* _EXERCISE TASK_: Both the line containing "For the benchmark, drop one pin per instance of the sky" and the last line of the listing are included: write out exactly the lines from one to the other.
* * *
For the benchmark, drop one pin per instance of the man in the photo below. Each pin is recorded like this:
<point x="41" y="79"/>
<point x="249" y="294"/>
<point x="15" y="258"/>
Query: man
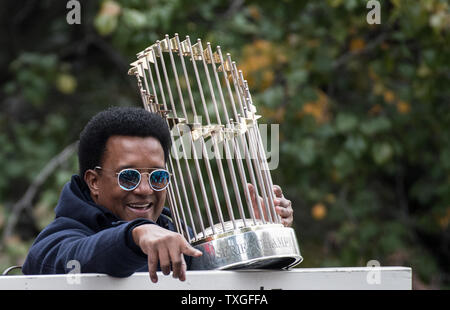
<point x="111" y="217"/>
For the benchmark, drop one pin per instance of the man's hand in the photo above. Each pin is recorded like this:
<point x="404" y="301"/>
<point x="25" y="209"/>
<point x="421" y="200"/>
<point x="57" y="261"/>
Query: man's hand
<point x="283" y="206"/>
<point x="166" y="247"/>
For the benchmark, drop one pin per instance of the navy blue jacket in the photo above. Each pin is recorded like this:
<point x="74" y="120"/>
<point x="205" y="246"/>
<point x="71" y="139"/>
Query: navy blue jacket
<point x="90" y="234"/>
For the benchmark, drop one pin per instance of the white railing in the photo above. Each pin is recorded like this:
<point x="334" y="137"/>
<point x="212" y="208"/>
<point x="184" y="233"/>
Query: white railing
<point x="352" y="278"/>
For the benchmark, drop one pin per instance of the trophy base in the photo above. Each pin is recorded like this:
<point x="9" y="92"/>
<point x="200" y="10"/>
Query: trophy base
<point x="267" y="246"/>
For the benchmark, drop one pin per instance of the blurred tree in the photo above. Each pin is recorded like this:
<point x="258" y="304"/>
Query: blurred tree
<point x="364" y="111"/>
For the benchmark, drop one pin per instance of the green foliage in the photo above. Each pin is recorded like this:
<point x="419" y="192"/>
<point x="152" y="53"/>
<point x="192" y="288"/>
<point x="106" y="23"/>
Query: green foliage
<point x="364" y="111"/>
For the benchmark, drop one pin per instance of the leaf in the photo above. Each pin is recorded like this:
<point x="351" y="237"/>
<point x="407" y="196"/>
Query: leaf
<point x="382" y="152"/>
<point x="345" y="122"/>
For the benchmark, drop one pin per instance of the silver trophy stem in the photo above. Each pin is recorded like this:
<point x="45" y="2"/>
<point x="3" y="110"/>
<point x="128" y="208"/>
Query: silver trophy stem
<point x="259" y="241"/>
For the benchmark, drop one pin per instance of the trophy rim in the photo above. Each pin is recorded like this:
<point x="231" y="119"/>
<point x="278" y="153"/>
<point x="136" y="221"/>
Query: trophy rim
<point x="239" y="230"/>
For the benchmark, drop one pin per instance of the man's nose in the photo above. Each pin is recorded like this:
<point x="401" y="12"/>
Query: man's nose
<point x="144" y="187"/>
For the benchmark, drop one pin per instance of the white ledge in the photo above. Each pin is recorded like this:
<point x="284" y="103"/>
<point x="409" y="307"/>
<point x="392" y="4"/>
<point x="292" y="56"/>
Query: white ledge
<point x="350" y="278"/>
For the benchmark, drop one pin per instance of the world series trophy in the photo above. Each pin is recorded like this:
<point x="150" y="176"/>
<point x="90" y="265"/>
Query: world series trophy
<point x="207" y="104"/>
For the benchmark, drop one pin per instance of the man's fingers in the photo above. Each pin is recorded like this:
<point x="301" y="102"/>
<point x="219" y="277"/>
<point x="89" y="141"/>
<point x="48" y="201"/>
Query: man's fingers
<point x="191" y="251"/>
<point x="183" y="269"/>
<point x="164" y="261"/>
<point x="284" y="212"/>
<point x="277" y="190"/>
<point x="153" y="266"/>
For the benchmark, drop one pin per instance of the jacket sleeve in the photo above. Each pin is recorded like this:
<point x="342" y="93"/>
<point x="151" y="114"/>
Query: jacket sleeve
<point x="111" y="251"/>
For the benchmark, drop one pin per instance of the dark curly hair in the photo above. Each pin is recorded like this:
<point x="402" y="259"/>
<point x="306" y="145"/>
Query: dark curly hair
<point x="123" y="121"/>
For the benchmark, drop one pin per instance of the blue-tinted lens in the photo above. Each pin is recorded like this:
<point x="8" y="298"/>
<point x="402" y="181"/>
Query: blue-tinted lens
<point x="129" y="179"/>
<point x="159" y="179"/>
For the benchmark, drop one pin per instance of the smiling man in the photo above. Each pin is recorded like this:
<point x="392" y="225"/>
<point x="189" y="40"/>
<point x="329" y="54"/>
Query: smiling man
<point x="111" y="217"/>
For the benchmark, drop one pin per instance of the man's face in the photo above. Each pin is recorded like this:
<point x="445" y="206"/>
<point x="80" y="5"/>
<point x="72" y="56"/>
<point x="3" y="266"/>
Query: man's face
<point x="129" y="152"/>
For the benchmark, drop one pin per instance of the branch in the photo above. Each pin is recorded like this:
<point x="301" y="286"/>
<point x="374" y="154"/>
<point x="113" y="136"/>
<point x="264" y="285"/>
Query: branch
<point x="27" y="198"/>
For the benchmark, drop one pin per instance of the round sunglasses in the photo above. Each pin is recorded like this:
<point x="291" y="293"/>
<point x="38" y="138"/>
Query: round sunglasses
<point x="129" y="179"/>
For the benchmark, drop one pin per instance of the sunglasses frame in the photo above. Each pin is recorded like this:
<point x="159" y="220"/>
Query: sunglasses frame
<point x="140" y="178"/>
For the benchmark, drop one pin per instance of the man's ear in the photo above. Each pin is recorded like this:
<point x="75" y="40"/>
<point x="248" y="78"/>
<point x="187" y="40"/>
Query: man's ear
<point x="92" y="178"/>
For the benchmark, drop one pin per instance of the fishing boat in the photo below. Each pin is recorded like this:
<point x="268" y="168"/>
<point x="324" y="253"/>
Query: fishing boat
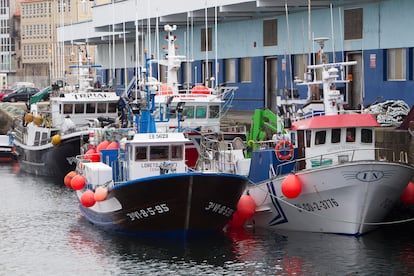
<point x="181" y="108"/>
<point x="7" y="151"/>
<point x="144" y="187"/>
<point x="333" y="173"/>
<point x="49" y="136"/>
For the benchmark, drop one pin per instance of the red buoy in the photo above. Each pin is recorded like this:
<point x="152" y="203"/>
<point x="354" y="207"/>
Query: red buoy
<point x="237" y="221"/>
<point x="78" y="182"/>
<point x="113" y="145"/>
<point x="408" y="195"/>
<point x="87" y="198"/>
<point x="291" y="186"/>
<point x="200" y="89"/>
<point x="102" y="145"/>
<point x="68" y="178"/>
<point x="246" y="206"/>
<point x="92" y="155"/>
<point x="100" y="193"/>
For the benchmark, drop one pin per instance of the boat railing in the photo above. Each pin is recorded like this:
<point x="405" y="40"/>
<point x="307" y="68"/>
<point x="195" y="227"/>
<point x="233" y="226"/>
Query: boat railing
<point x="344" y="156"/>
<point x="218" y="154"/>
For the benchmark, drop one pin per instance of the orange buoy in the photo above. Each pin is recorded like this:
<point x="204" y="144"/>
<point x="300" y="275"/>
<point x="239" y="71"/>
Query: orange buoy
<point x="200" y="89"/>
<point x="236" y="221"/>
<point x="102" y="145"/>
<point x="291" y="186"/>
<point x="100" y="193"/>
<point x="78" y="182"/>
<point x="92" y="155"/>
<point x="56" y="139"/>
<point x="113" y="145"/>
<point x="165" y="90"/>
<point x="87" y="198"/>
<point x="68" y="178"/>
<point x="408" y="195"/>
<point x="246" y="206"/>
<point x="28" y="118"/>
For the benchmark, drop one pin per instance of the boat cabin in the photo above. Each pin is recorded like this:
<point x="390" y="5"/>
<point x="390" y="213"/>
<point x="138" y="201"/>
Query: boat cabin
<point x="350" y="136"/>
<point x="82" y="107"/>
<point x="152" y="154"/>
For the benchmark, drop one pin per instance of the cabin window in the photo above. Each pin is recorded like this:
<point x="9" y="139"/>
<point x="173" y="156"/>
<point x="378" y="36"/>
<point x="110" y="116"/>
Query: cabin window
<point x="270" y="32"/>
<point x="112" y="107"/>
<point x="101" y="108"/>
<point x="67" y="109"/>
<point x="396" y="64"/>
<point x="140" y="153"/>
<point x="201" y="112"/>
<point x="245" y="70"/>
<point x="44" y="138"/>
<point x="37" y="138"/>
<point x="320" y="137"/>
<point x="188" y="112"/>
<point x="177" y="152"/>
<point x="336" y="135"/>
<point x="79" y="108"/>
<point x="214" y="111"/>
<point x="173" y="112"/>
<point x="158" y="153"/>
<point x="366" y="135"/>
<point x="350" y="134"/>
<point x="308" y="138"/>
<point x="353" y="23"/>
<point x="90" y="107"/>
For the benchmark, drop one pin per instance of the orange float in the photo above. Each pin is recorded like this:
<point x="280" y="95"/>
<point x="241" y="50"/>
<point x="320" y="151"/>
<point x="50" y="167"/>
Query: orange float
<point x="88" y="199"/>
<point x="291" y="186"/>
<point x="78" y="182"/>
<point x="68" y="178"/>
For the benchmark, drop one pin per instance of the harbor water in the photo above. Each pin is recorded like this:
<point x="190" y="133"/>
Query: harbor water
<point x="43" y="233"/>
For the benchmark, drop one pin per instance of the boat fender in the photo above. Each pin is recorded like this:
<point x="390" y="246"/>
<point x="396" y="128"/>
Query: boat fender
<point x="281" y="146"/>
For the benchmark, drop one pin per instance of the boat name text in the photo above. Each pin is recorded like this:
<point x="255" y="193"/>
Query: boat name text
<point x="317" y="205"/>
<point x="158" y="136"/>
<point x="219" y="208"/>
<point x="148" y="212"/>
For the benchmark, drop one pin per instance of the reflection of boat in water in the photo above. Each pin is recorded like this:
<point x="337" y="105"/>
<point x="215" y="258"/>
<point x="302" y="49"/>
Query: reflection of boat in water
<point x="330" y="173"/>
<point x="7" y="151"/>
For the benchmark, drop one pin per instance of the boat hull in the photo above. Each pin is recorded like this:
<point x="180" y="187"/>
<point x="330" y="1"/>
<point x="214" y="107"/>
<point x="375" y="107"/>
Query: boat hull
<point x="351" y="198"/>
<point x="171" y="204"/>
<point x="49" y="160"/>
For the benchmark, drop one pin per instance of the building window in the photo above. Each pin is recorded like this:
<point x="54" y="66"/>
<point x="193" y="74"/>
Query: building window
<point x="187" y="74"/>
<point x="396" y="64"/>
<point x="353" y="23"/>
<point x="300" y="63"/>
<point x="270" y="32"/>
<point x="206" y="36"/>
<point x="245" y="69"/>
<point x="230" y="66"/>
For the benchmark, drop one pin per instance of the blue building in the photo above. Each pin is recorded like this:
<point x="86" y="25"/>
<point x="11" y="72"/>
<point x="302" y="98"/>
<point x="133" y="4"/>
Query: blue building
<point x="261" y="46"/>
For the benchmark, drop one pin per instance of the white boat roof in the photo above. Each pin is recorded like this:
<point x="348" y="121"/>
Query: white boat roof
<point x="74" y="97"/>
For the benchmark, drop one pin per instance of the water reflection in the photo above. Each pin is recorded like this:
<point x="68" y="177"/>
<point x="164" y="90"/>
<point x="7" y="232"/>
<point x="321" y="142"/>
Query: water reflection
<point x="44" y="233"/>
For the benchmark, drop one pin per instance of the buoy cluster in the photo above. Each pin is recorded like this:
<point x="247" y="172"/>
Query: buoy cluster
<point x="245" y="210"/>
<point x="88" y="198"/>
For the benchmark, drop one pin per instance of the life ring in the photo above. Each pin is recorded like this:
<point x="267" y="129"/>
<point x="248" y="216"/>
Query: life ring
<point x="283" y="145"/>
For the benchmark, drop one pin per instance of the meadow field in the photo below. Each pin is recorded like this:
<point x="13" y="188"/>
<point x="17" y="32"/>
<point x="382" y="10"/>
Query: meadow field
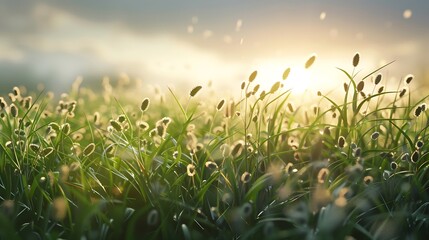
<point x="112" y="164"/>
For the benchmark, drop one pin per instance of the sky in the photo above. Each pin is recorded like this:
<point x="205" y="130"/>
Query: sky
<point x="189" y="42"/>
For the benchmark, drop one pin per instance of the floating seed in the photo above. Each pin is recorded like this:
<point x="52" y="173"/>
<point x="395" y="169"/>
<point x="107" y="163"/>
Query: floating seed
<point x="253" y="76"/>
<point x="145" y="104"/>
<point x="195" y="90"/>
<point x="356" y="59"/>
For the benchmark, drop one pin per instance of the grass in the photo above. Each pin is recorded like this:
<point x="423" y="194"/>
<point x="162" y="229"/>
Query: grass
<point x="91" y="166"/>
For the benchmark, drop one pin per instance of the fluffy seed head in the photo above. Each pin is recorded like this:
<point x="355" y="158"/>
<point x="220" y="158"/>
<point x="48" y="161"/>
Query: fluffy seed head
* * *
* _OUTPUT OF THE EXERCISE_:
For the benchmark, drop one pin per instance of the sky in the photo above. Each pin is recorded like this:
<point x="205" y="130"/>
Query: sky
<point x="189" y="42"/>
For the benchmark, drop one pin per instance of the floating seed in the photo above. Each pin is recorded like this:
<point x="52" y="173"/>
<point x="395" y="169"/>
<point x="107" y="163"/>
Query: floating seed
<point x="253" y="76"/>
<point x="145" y="104"/>
<point x="195" y="90"/>
<point x="356" y="59"/>
For the benchmark, drop one pin per instance of the grass in the photo above. Each pin is recorded like this:
<point x="423" y="194"/>
<point x="162" y="229"/>
Query: grass
<point x="91" y="166"/>
For the benchmark, drop one pin per instance of the fluffy seed head in the photo above. Each pin is recorded like this:
<point x="355" y="158"/>
<point x="220" y="158"/>
<point x="48" y="161"/>
Query: fluffy seed head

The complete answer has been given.